§ Raw data
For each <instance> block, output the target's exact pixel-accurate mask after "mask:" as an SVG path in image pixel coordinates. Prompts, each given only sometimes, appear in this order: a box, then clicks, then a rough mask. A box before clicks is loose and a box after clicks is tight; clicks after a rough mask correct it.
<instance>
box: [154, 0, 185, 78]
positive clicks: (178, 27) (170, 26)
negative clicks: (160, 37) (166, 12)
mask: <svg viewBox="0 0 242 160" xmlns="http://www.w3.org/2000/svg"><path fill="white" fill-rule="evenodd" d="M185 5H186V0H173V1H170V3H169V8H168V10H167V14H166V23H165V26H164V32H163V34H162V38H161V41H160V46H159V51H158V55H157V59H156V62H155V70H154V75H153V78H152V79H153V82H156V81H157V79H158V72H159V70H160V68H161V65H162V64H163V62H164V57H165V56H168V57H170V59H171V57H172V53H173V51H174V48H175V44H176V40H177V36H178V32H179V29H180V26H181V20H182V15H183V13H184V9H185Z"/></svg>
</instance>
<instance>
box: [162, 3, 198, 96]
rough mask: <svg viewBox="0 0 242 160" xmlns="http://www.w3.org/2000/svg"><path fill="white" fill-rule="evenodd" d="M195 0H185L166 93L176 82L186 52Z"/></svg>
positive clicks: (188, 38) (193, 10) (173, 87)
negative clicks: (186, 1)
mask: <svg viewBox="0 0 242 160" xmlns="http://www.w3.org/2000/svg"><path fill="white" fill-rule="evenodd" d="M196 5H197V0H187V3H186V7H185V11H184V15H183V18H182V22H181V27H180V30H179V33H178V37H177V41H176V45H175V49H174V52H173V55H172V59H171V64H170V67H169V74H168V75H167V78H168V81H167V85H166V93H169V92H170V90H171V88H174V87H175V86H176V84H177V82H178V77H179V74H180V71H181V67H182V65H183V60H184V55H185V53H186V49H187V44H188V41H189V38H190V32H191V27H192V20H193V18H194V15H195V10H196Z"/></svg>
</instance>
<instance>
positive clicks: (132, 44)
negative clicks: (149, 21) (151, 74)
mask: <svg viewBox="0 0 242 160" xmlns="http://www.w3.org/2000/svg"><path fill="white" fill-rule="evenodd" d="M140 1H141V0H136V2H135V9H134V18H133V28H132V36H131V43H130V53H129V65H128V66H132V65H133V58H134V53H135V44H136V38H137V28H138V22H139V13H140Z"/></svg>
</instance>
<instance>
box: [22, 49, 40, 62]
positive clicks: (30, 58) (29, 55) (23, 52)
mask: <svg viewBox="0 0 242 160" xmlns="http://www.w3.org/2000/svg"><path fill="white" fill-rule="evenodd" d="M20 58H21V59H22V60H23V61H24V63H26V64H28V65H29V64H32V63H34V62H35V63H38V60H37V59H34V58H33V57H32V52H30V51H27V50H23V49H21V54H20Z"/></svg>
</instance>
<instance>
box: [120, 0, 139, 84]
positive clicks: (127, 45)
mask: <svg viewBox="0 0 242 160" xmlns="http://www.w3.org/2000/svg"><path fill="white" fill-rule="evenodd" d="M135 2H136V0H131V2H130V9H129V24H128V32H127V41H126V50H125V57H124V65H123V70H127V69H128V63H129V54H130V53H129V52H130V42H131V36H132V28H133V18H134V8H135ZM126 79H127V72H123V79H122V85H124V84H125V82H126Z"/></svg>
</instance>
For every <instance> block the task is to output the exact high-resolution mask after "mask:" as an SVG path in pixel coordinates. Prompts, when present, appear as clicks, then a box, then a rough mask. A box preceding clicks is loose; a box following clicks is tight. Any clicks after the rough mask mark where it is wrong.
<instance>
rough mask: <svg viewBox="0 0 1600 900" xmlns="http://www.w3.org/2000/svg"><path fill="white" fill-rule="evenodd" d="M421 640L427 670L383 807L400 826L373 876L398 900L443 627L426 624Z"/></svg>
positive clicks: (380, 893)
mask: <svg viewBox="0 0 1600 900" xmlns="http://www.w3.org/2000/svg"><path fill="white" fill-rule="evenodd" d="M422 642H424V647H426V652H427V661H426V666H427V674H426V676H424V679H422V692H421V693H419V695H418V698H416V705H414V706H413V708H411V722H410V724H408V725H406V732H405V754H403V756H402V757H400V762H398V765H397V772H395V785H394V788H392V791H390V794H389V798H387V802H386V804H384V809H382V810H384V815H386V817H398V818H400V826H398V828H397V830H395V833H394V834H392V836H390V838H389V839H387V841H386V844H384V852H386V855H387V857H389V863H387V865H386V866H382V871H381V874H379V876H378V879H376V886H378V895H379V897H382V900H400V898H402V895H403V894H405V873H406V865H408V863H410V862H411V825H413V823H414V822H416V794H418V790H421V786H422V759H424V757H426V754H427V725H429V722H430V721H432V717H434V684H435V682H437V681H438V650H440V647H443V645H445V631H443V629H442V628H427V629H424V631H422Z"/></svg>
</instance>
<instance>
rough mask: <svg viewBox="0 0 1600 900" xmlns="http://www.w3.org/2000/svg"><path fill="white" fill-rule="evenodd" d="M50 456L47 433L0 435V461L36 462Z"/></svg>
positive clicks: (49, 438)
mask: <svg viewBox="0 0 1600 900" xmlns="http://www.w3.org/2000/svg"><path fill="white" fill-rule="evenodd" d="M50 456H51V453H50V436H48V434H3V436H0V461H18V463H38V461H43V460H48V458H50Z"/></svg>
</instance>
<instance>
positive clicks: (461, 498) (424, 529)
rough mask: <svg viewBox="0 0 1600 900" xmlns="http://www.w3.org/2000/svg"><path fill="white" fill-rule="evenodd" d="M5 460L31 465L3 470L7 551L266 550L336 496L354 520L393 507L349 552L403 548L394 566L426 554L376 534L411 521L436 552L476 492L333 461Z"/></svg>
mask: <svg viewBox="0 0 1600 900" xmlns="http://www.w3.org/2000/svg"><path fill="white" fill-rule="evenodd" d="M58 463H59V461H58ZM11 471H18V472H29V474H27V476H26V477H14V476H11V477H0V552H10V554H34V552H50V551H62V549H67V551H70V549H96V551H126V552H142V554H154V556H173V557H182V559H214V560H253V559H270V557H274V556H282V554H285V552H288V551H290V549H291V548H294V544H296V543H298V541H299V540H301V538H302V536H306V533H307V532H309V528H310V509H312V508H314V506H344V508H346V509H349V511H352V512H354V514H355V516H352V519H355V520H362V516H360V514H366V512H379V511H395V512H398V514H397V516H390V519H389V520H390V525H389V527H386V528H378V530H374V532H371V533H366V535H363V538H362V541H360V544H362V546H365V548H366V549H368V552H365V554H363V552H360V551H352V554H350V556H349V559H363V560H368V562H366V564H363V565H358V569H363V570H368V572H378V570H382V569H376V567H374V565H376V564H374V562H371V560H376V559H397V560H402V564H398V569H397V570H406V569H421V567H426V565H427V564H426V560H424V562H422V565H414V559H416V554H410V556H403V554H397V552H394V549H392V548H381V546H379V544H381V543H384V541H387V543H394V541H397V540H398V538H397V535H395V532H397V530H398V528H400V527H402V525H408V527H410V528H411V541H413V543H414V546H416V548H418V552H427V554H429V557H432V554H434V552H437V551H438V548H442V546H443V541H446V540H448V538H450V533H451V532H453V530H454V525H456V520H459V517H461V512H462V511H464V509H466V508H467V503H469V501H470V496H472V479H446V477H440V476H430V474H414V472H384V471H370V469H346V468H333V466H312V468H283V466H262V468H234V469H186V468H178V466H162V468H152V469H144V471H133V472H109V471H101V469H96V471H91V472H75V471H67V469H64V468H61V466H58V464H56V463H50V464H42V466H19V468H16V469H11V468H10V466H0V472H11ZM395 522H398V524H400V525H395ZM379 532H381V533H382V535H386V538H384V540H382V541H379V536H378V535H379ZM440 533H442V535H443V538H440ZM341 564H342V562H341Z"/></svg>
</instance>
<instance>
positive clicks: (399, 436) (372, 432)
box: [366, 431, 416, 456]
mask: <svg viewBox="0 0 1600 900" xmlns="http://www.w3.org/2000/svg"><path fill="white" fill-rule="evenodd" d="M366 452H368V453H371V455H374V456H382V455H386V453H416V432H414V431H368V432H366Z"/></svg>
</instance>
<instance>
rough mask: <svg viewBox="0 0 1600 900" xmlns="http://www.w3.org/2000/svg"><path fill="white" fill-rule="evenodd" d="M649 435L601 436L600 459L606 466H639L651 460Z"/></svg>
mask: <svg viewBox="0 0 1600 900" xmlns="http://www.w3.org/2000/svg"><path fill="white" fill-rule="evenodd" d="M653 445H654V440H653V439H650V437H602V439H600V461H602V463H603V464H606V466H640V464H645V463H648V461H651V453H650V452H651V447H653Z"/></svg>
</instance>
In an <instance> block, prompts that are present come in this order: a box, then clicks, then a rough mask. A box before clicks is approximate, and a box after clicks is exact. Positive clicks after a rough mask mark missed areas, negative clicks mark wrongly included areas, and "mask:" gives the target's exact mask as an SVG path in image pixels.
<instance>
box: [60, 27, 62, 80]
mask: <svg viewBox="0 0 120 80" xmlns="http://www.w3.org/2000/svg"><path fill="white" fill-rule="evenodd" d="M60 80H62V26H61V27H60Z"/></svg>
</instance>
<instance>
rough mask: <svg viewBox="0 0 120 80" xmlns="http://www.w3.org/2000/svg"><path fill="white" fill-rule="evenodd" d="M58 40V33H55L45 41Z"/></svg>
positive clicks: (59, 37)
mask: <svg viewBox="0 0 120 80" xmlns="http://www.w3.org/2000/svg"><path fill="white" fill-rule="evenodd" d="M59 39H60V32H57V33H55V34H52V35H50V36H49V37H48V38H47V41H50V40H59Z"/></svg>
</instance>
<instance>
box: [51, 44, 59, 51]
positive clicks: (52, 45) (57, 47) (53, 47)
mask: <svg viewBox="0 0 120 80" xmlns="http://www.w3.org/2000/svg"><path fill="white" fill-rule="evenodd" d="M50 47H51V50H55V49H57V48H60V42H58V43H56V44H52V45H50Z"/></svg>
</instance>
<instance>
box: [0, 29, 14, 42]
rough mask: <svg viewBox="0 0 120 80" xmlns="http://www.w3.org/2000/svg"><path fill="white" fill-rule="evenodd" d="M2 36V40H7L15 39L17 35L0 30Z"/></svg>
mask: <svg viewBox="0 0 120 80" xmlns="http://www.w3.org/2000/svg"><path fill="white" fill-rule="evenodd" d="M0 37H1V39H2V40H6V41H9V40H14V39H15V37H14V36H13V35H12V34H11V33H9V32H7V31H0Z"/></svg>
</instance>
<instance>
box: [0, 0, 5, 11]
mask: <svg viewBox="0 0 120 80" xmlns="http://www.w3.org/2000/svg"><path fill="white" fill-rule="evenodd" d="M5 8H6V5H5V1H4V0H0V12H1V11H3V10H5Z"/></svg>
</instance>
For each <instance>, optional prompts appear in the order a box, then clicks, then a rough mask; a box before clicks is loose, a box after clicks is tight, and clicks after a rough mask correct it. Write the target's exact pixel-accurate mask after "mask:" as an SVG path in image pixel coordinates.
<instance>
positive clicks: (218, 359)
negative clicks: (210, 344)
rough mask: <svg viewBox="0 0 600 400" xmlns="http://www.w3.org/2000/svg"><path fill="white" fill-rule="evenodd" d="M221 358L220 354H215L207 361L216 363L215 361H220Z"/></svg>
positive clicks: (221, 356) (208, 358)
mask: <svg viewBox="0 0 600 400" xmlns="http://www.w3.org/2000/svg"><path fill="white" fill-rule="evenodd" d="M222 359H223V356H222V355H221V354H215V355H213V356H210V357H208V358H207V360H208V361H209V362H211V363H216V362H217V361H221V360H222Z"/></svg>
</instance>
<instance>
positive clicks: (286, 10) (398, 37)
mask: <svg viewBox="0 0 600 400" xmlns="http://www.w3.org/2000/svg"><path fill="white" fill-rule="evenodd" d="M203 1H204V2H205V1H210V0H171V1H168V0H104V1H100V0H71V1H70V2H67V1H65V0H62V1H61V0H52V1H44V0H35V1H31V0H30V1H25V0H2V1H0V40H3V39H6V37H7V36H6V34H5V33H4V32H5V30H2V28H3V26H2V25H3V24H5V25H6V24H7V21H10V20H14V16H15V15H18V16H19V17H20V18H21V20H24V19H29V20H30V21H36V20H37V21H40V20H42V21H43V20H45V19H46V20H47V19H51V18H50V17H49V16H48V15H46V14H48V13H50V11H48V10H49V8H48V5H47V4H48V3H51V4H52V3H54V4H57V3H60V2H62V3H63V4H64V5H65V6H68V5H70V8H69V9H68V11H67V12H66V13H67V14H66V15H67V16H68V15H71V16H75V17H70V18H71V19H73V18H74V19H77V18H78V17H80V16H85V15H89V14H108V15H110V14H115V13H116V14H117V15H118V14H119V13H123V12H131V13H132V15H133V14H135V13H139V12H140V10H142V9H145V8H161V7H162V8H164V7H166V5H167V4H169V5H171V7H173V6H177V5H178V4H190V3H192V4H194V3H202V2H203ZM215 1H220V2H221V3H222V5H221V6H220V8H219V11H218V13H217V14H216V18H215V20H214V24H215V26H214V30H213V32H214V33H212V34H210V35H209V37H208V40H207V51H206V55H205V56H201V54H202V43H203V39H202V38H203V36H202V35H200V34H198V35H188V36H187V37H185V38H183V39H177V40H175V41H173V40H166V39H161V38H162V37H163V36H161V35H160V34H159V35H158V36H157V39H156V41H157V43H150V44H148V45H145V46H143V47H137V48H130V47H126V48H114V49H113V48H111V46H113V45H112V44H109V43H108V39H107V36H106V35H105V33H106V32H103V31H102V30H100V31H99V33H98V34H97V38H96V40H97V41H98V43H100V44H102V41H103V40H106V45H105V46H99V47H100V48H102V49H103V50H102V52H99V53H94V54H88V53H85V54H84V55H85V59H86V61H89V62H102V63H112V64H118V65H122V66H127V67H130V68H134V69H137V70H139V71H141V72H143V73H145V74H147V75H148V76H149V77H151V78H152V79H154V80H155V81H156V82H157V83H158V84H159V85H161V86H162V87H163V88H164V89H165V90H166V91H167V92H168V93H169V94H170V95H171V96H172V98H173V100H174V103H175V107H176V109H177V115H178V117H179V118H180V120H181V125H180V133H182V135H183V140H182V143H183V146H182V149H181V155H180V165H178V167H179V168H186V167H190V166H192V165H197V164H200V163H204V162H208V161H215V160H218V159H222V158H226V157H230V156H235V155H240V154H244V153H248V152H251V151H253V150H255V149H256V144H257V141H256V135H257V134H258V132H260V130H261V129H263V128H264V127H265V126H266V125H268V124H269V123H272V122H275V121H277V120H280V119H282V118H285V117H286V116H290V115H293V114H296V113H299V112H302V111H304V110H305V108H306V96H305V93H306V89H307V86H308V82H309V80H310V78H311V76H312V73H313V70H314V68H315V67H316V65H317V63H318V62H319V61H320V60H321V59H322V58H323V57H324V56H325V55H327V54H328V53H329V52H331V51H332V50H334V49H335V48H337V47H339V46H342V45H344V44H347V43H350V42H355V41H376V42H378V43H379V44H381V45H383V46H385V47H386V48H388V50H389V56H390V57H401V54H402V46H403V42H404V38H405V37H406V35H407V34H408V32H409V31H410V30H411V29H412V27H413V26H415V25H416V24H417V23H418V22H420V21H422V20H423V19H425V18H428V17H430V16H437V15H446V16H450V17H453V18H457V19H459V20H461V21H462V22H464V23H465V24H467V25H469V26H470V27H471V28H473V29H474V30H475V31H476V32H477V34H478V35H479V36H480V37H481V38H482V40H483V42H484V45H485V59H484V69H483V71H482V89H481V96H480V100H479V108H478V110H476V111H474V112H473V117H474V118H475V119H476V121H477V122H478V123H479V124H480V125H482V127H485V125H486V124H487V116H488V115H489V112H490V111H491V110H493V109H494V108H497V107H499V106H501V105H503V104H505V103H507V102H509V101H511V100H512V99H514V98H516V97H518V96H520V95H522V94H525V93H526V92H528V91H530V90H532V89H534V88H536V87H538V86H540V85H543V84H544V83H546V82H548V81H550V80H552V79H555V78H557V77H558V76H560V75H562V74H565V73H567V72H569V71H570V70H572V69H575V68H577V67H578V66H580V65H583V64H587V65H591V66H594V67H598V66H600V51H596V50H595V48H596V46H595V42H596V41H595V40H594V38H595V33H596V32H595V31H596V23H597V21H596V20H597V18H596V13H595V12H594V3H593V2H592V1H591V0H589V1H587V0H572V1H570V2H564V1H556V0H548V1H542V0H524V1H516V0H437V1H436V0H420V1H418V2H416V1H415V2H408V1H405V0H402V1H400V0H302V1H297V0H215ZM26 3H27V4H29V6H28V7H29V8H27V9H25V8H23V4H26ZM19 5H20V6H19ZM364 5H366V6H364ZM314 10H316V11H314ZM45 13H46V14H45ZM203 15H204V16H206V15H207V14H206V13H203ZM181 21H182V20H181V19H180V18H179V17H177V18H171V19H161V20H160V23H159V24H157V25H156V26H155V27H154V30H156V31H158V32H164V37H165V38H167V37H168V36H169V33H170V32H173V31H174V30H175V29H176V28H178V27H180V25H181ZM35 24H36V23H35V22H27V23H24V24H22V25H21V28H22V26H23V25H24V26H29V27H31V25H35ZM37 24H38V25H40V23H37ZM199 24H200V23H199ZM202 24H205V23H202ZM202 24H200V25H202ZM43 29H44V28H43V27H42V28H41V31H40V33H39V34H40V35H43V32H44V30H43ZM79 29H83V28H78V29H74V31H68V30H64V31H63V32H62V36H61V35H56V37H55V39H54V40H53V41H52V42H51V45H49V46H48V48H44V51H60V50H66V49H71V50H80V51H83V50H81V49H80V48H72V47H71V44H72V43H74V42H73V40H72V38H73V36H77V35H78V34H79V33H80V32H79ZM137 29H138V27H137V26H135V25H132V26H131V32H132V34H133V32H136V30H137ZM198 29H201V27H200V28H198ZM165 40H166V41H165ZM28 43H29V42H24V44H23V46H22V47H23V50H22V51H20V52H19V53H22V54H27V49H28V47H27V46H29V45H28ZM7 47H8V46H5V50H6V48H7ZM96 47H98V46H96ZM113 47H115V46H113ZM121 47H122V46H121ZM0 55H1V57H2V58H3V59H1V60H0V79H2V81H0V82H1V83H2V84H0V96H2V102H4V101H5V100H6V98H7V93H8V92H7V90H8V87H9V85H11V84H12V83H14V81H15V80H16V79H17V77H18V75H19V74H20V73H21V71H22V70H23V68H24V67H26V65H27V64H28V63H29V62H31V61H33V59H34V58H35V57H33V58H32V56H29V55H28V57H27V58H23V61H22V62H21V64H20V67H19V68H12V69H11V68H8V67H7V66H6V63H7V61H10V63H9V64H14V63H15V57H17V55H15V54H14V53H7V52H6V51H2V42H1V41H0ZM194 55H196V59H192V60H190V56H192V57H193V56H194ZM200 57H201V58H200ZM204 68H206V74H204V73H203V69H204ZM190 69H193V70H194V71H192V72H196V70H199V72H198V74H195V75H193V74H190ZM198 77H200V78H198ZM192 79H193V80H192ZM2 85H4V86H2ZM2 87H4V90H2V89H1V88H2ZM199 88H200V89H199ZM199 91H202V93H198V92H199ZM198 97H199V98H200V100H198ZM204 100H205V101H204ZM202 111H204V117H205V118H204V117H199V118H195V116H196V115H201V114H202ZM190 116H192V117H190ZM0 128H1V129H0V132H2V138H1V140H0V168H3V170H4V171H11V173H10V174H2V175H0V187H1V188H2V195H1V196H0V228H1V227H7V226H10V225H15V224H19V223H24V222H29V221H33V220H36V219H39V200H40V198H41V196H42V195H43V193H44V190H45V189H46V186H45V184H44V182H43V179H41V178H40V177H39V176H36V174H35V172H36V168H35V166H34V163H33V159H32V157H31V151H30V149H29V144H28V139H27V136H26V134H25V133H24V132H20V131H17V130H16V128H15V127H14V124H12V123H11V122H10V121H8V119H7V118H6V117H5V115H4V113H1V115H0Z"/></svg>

§ Problem description
Extract every line of the records that contains the string "approximate", matching case exactly.

§ Solution to this problem
In an <instance> block, prompts that are present come in this order: a box, then clicks, then a rough mask. A box before clicks is approximate, and a box after clicks is exact. Positive clicks after a rough mask mark missed areas, negative clicks mark wrongly included areas, and "mask:" gives the target's exact mask as an SVG path in image pixels.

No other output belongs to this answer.